▶ _Stored entries_:
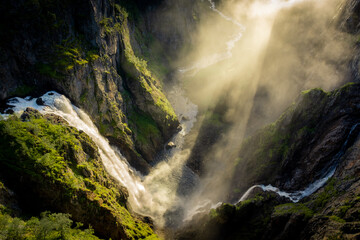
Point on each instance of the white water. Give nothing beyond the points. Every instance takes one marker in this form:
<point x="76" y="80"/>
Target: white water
<point x="313" y="187"/>
<point x="151" y="195"/>
<point x="208" y="61"/>
<point x="258" y="9"/>
<point x="156" y="193"/>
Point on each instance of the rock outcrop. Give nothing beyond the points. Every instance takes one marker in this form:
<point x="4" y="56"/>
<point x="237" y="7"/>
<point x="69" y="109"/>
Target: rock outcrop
<point x="84" y="49"/>
<point x="52" y="166"/>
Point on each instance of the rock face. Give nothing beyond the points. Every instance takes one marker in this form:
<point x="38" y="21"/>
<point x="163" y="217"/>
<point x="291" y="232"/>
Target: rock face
<point x="320" y="130"/>
<point x="84" y="49"/>
<point x="52" y="166"/>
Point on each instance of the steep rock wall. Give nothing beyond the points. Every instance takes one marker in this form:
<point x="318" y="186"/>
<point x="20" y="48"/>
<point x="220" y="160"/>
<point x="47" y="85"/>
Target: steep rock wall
<point x="84" y="50"/>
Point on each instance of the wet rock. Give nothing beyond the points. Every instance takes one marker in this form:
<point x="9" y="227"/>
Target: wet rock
<point x="184" y="118"/>
<point x="9" y="111"/>
<point x="30" y="113"/>
<point x="40" y="102"/>
<point x="170" y="145"/>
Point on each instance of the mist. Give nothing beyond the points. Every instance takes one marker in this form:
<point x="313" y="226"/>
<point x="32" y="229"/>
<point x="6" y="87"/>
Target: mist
<point x="253" y="59"/>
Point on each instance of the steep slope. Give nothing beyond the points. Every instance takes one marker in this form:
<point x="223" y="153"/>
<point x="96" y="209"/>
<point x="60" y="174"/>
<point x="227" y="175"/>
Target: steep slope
<point x="52" y="166"/>
<point x="84" y="49"/>
<point x="316" y="135"/>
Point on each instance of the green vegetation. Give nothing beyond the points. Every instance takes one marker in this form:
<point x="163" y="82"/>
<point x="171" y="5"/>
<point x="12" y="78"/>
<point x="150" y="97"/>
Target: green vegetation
<point x="23" y="90"/>
<point x="72" y="52"/>
<point x="135" y="66"/>
<point x="60" y="157"/>
<point x="50" y="226"/>
<point x="337" y="219"/>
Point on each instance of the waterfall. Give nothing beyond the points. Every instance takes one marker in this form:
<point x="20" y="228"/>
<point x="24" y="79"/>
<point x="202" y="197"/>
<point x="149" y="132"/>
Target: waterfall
<point x="208" y="61"/>
<point x="150" y="195"/>
<point x="313" y="187"/>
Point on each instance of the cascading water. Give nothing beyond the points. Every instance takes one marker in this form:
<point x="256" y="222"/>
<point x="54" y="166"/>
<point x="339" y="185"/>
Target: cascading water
<point x="208" y="61"/>
<point x="158" y="192"/>
<point x="313" y="187"/>
<point x="152" y="195"/>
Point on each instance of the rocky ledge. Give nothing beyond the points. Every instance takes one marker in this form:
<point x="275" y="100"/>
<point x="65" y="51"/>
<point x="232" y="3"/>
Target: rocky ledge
<point x="52" y="166"/>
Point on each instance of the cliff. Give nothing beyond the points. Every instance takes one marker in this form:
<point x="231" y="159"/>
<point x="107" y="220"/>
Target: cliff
<point x="52" y="166"/>
<point x="89" y="51"/>
<point x="316" y="133"/>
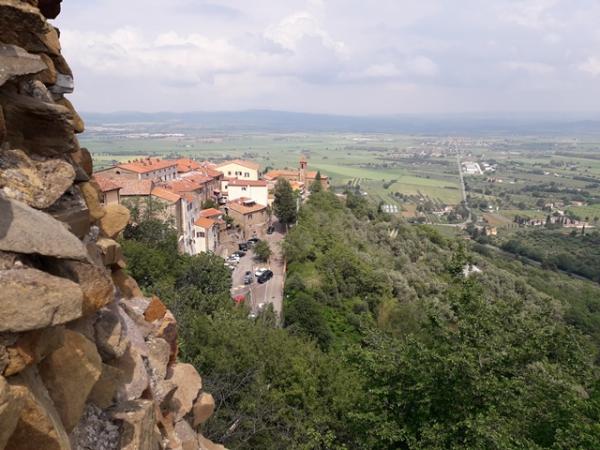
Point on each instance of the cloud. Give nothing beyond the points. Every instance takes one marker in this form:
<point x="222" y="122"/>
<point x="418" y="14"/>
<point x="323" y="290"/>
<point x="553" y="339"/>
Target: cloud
<point x="591" y="66"/>
<point x="347" y="56"/>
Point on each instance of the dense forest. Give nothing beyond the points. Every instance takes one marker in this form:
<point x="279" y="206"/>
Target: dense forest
<point x="577" y="252"/>
<point x="386" y="343"/>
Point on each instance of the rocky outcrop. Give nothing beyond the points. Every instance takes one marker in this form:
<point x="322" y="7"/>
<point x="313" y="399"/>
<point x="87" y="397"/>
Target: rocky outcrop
<point x="86" y="361"/>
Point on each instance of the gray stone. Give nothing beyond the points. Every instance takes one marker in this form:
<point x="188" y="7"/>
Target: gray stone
<point x="71" y="210"/>
<point x="10" y="410"/>
<point x="39" y="183"/>
<point x="38" y="127"/>
<point x="135" y="378"/>
<point x="64" y="84"/>
<point x="189" y="385"/>
<point x="110" y="339"/>
<point x="22" y="24"/>
<point x="39" y="425"/>
<point x="158" y="357"/>
<point x="14" y="61"/>
<point x="37" y="90"/>
<point x="26" y="230"/>
<point x="95" y="431"/>
<point x="138" y="420"/>
<point x="31" y="299"/>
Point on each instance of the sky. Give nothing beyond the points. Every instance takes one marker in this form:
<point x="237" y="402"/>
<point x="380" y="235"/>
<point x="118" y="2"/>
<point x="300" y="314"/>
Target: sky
<point x="354" y="57"/>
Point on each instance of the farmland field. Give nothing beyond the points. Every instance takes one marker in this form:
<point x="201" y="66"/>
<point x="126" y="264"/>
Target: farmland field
<point x="366" y="161"/>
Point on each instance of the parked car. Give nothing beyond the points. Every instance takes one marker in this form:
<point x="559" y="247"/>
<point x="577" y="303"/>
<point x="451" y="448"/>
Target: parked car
<point x="260" y="271"/>
<point x="265" y="276"/>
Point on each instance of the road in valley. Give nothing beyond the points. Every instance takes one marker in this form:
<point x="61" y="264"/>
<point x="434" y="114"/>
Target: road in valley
<point x="270" y="292"/>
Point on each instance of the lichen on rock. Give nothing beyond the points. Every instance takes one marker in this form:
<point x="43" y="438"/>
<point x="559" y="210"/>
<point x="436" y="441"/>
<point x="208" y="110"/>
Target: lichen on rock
<point x="87" y="362"/>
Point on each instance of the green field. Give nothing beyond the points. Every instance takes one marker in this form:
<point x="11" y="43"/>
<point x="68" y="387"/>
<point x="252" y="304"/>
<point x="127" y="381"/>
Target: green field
<point x="343" y="157"/>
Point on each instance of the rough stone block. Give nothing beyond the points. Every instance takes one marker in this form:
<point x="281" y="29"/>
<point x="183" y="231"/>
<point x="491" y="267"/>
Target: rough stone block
<point x="70" y="373"/>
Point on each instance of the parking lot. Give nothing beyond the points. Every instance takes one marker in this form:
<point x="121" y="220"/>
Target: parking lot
<point x="270" y="292"/>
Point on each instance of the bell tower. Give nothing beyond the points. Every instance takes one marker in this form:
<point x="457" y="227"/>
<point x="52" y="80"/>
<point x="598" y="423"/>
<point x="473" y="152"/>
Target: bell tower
<point x="303" y="167"/>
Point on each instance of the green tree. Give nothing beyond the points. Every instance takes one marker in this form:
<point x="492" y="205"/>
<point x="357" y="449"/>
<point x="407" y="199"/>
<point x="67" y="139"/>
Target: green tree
<point x="272" y="390"/>
<point x="262" y="251"/>
<point x="285" y="205"/>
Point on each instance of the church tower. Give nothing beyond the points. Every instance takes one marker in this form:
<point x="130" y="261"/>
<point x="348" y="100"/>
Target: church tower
<point x="303" y="167"/>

▶ _WRITTEN PROBLEM_: Retype the whole listing exactly and leave the pictures out.

▶ _RESULT OF THIS EXERCISE_:
Point on each instance of the white water. Give nothing beyond the points. Every instance takes one marker in this form:
<point x="76" y="80"/>
Target: white water
<point x="313" y="187"/>
<point x="151" y="195"/>
<point x="208" y="61"/>
<point x="258" y="9"/>
<point x="156" y="193"/>
Point on each instance of the rock outcrop. Give nothing beyond the points. Every instance takes one marker in this form:
<point x="4" y="56"/>
<point x="237" y="7"/>
<point x="69" y="109"/>
Target: rock outcrop
<point x="84" y="49"/>
<point x="52" y="166"/>
Point on each instance of the rock face. Give nothing beyond the points. Every instance takes one marker in this form:
<point x="38" y="21"/>
<point x="163" y="217"/>
<point x="291" y="232"/>
Target: rock face
<point x="320" y="130"/>
<point x="84" y="49"/>
<point x="52" y="166"/>
Point on each instance of the steep rock wall. Give nothing beyond the points. Every instance takes one marker in this form:
<point x="318" y="186"/>
<point x="20" y="48"/>
<point x="220" y="160"/>
<point x="47" y="85"/>
Target: steep rock wall
<point x="84" y="50"/>
Point on each instance of the wet rock. Give nothing beyond the points. Every instance takes one marker in this form:
<point x="9" y="227"/>
Target: wet rock
<point x="184" y="118"/>
<point x="9" y="111"/>
<point x="30" y="113"/>
<point x="40" y="102"/>
<point x="170" y="145"/>
Point on each instance of the mist. Give nothing beyond the points. Every instance takes one marker in this form:
<point x="313" y="226"/>
<point x="32" y="229"/>
<point x="6" y="87"/>
Target: mist
<point x="253" y="59"/>
Point on each instance of the steep slope. Give nothing beyond the points. Every instance takes one marker in this form:
<point x="223" y="153"/>
<point x="96" y="209"/>
<point x="60" y="174"/>
<point x="227" y="175"/>
Target: steep slope
<point x="52" y="166"/>
<point x="84" y="49"/>
<point x="316" y="135"/>
Point on each instance of the green vegetation. Give nothing beyond the points. Every instance takes one marker in this form:
<point x="163" y="82"/>
<point x="171" y="5"/>
<point x="12" y="78"/>
<point x="150" y="97"/>
Target: green vegetation
<point x="23" y="90"/>
<point x="72" y="52"/>
<point x="135" y="66"/>
<point x="60" y="157"/>
<point x="50" y="226"/>
<point x="337" y="219"/>
Point on each instance of the waterfall. Give nothing beyond the points. Every instance takes one marker in this form:
<point x="20" y="228"/>
<point x="24" y="79"/>
<point x="202" y="197"/>
<point x="149" y="132"/>
Target: waterfall
<point x="208" y="61"/>
<point x="150" y="195"/>
<point x="313" y="187"/>
Point on each instance of the cascading water. Give nothing beyond the points. Every instance takes one marker in this form:
<point x="256" y="222"/>
<point x="54" y="166"/>
<point x="339" y="185"/>
Target: cascading water
<point x="208" y="61"/>
<point x="158" y="192"/>
<point x="313" y="187"/>
<point x="152" y="195"/>
Point on each instance of the rocky ledge. Give nothing beyond the points. Every instance takes one marker in this form:
<point x="275" y="100"/>
<point x="65" y="51"/>
<point x="232" y="3"/>
Target: rocky ledge
<point x="52" y="166"/>
Point on each instance of the cliff. Give nothing beyond the points. Every instance takes one marker in this form:
<point x="231" y="159"/>
<point x="107" y="220"/>
Target: cliff
<point x="52" y="166"/>
<point x="89" y="51"/>
<point x="316" y="133"/>
Point on each instance of the cloud. Give nothing beyond the points. Every instance takes one marker in this form:
<point x="222" y="122"/>
<point x="418" y="14"/>
<point x="323" y="290"/>
<point x="553" y="339"/>
Target: cloud
<point x="591" y="66"/>
<point x="347" y="56"/>
Point on each instance of the dense forest. Give nothing beyond the points. Every instance takes one marker in this form:
<point x="279" y="206"/>
Target: dense forest
<point x="577" y="252"/>
<point x="386" y="343"/>
Point on each instance of the rocky outcrop. Give nothing beyond the points. Every instance takes one marker in this form:
<point x="322" y="7"/>
<point x="313" y="399"/>
<point x="87" y="397"/>
Target: rocky outcrop
<point x="86" y="361"/>
Point on each instance of the gray stone. Give nothing beyond the points. Every instance takes one marker in this form:
<point x="188" y="7"/>
Target: gray stone
<point x="71" y="210"/>
<point x="10" y="410"/>
<point x="39" y="183"/>
<point x="38" y="127"/>
<point x="135" y="378"/>
<point x="64" y="84"/>
<point x="189" y="385"/>
<point x="110" y="339"/>
<point x="22" y="24"/>
<point x="39" y="425"/>
<point x="158" y="357"/>
<point x="14" y="61"/>
<point x="37" y="90"/>
<point x="26" y="230"/>
<point x="95" y="431"/>
<point x="138" y="420"/>
<point x="31" y="299"/>
Point on each instance of the sky. Give nothing beyond the points. Every instance takes one marker in this form:
<point x="237" y="402"/>
<point x="380" y="235"/>
<point x="118" y="2"/>
<point x="300" y="314"/>
Target: sky
<point x="354" y="57"/>
Point on each instance of the farmland field. Give nothing beyond the points. Every instance takes one marker in this form:
<point x="201" y="66"/>
<point x="126" y="264"/>
Target: farmland field
<point x="366" y="161"/>
Point on each instance of the parked car. Give nothing beyond the points. Every instance takes one marker in this form:
<point x="559" y="247"/>
<point x="577" y="303"/>
<point x="451" y="448"/>
Target: parked car
<point x="260" y="271"/>
<point x="265" y="276"/>
Point on each instance of the road in valley. Give nothing beyond the points. Every instance takes one marker in this form:
<point x="61" y="264"/>
<point x="434" y="114"/>
Target: road in valley
<point x="270" y="292"/>
Point on each instance of the lichen on rock. Give nothing beyond the points. Every instance takes one marker in this form:
<point x="43" y="438"/>
<point x="559" y="210"/>
<point x="436" y="441"/>
<point x="208" y="110"/>
Target: lichen on rock
<point x="87" y="362"/>
Point on each instance of the green field. Give nothing beyond the points. Every instance takes one marker in this form:
<point x="11" y="43"/>
<point x="68" y="387"/>
<point x="252" y="304"/>
<point x="127" y="381"/>
Target: green field
<point x="343" y="157"/>
Point on each instance of the rough stone block. Give nothing beyond the points. Every instance takes one marker in this form:
<point x="281" y="29"/>
<point x="183" y="231"/>
<point x="491" y="267"/>
Target: rough stone block
<point x="70" y="373"/>
Point on each instance of the parking lot. Give nothing beyond the points. Every instance takes one marker in this form:
<point x="121" y="220"/>
Target: parking lot
<point x="270" y="292"/>
Point on each instance of the bell tower. Give nothing beyond the points. Every instance takes one marker in this form:
<point x="457" y="227"/>
<point x="52" y="80"/>
<point x="598" y="423"/>
<point x="473" y="152"/>
Target: bell tower
<point x="303" y="167"/>
Point on each instance of the green tree. Give nothing beyond the points. Every instance takes one marker in this form:
<point x="492" y="205"/>
<point x="357" y="449"/>
<point x="407" y="199"/>
<point x="67" y="139"/>
Target: green tree
<point x="272" y="390"/>
<point x="262" y="251"/>
<point x="285" y="205"/>
Point on each instance of the church tower. Give nothing beyond the points. Every instance takes one marker in this form:
<point x="130" y="261"/>
<point x="348" y="100"/>
Target: church tower
<point x="303" y="167"/>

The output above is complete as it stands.